▸ Required task
Print only the line with "the white cloud" and the lines after it, ending with the last line of the material, each exactly as it stands.

▸ Data provided
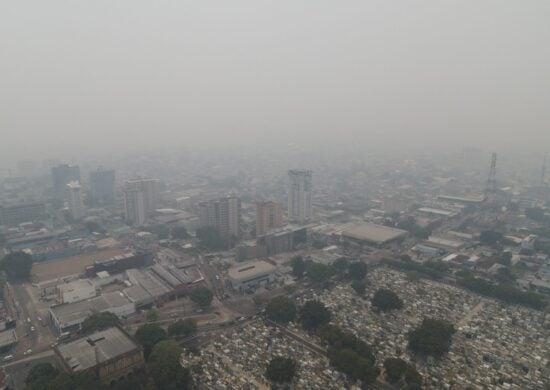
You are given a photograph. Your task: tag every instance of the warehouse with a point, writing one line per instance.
(69, 317)
(251, 275)
(368, 233)
(111, 354)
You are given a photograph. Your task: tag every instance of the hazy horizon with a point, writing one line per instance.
(97, 78)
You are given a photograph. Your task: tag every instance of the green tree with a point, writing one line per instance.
(148, 335)
(298, 266)
(359, 286)
(183, 328)
(432, 338)
(314, 314)
(99, 321)
(40, 376)
(395, 369)
(93, 226)
(281, 370)
(180, 233)
(202, 296)
(357, 270)
(17, 266)
(340, 266)
(505, 259)
(161, 231)
(490, 237)
(413, 378)
(152, 315)
(281, 309)
(165, 368)
(209, 238)
(386, 300)
(354, 365)
(535, 213)
(318, 272)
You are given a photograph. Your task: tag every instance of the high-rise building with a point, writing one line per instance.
(299, 195)
(134, 207)
(74, 199)
(224, 214)
(61, 176)
(102, 185)
(141, 197)
(268, 216)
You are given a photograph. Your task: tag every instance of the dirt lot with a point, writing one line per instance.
(70, 265)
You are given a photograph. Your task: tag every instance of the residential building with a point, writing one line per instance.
(268, 216)
(74, 199)
(299, 196)
(102, 185)
(251, 275)
(61, 176)
(224, 214)
(141, 197)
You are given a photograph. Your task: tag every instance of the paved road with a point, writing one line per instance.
(41, 336)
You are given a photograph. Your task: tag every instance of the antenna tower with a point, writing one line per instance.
(543, 173)
(491, 180)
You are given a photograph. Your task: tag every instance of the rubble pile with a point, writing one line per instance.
(495, 346)
(239, 360)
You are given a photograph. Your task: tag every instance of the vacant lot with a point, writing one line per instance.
(70, 265)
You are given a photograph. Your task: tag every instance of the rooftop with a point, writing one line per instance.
(250, 269)
(377, 234)
(96, 348)
(71, 312)
(7, 338)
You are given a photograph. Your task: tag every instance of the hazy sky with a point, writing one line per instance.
(80, 77)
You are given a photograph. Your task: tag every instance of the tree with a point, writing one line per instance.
(432, 338)
(40, 376)
(535, 213)
(202, 296)
(318, 244)
(505, 259)
(161, 231)
(281, 309)
(17, 266)
(490, 237)
(165, 368)
(180, 233)
(386, 300)
(209, 238)
(314, 314)
(340, 266)
(395, 369)
(99, 321)
(93, 226)
(357, 270)
(148, 335)
(281, 370)
(413, 378)
(152, 315)
(354, 365)
(359, 286)
(183, 328)
(348, 354)
(298, 266)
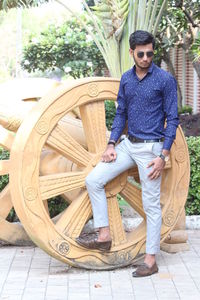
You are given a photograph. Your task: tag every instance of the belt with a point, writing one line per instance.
(132, 139)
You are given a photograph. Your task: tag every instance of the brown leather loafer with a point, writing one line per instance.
(144, 270)
(90, 242)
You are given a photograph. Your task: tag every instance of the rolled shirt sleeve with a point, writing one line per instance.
(171, 111)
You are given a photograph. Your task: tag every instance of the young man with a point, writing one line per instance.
(147, 97)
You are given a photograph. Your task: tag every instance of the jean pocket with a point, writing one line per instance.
(157, 148)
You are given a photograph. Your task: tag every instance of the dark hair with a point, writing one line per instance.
(141, 37)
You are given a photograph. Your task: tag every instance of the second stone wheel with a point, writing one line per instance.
(43, 128)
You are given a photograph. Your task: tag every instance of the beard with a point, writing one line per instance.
(142, 66)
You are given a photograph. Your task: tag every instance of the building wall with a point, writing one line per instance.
(187, 78)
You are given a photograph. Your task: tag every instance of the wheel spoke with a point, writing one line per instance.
(93, 118)
(4, 167)
(6, 138)
(5, 202)
(56, 184)
(75, 216)
(62, 142)
(133, 195)
(116, 227)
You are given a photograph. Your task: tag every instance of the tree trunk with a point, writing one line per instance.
(167, 60)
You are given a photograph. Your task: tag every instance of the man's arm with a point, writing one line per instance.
(118, 126)
(119, 122)
(171, 112)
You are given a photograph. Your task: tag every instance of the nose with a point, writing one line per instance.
(145, 57)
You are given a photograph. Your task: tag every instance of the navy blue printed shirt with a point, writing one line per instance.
(146, 104)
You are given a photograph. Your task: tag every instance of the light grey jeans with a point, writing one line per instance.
(129, 154)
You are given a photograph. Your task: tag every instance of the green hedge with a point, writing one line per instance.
(193, 201)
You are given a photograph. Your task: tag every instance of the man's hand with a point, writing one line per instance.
(158, 165)
(110, 154)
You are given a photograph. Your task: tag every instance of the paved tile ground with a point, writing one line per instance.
(30, 274)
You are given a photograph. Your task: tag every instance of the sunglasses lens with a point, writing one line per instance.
(140, 54)
(149, 53)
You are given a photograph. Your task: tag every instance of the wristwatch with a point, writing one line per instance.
(163, 157)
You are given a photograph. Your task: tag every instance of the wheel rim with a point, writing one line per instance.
(29, 190)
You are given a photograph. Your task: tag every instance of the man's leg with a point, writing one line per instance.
(150, 199)
(95, 182)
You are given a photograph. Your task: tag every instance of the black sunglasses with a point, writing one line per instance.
(140, 54)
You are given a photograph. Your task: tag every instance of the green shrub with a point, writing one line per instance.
(193, 201)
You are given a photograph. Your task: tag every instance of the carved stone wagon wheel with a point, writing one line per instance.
(29, 189)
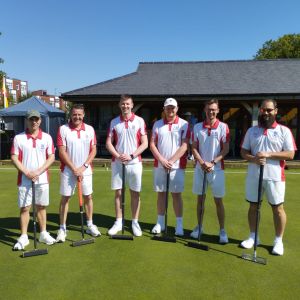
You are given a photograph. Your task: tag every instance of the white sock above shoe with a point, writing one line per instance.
(119, 221)
(161, 220)
(63, 227)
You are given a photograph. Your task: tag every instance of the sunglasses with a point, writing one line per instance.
(268, 110)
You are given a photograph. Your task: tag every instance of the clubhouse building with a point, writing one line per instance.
(239, 85)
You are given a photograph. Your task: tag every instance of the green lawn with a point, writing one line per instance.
(147, 269)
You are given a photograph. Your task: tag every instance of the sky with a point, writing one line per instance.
(62, 45)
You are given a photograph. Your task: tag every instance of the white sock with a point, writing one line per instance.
(161, 220)
(179, 221)
(63, 227)
(119, 221)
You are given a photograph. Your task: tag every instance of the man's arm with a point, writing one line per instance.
(34, 174)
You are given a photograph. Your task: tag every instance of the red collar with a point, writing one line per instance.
(214, 126)
(174, 122)
(274, 125)
(73, 128)
(129, 119)
(39, 136)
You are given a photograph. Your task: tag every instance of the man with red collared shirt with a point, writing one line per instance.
(32, 153)
(76, 143)
(169, 140)
(210, 146)
(268, 144)
(126, 140)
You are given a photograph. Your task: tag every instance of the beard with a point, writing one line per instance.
(266, 121)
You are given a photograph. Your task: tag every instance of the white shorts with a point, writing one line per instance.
(133, 176)
(41, 195)
(68, 184)
(176, 184)
(216, 179)
(274, 190)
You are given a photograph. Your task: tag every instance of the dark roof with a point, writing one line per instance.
(243, 77)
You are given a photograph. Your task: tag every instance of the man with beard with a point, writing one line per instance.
(268, 144)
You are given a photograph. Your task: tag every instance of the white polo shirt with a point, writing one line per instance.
(126, 135)
(210, 141)
(275, 139)
(168, 138)
(32, 153)
(78, 143)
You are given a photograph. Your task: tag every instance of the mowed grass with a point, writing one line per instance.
(147, 269)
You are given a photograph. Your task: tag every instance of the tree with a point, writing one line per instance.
(287, 46)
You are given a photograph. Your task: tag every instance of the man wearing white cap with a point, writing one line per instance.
(169, 140)
(32, 154)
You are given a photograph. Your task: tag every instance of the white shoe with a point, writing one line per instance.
(278, 248)
(136, 229)
(223, 237)
(21, 243)
(249, 243)
(157, 229)
(194, 234)
(179, 230)
(46, 238)
(115, 229)
(93, 230)
(61, 236)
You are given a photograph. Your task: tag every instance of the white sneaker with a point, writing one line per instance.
(115, 229)
(223, 237)
(278, 248)
(93, 230)
(195, 232)
(249, 243)
(136, 229)
(46, 238)
(61, 236)
(21, 243)
(157, 229)
(179, 230)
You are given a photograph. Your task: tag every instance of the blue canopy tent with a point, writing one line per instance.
(15, 116)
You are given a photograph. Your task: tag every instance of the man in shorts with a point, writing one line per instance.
(76, 143)
(32, 154)
(268, 144)
(126, 140)
(210, 146)
(169, 141)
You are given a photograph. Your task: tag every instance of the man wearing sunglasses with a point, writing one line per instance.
(268, 144)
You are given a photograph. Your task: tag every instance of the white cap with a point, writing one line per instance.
(170, 101)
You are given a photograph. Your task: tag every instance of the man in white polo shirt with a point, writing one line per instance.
(169, 140)
(126, 140)
(32, 153)
(268, 144)
(210, 146)
(76, 143)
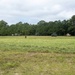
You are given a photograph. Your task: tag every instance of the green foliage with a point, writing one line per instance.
(37, 55)
(41, 28)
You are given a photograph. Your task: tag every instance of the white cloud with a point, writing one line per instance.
(32, 11)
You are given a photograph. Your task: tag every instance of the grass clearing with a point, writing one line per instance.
(37, 55)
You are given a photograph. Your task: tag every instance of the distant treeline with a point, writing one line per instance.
(61, 28)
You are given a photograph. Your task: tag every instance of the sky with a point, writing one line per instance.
(32, 11)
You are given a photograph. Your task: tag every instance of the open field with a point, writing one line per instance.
(37, 55)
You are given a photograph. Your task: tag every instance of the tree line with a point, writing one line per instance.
(42, 28)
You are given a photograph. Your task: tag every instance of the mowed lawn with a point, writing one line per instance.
(37, 55)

▸ Answer to the task
You are given a photograph. Your task: tag every instance of the white cloud with a point, writing one line per instance.
(32, 11)
You are given a photograph. Your task: tag every instance of the grass clearing with a point, writing one line per instance.
(37, 55)
You are given a photograph. Your task: tag every instance of the distant treeline with a point, writing one line per instance.
(61, 28)
You are given a photograph. Your task: tag every instance of the sky with a point, writing one line per instance.
(32, 11)
You are given a photograph. Your task: tag every instance of the open field with a point, writing one line per instance.
(37, 55)
You are given a photograph. Your task: tag every instance of the tree line with a point, writing one line per instance.
(42, 28)
You are given a photograph. Your task: tag every instance of the mowed lawn with a point, writing one line per instance.
(37, 55)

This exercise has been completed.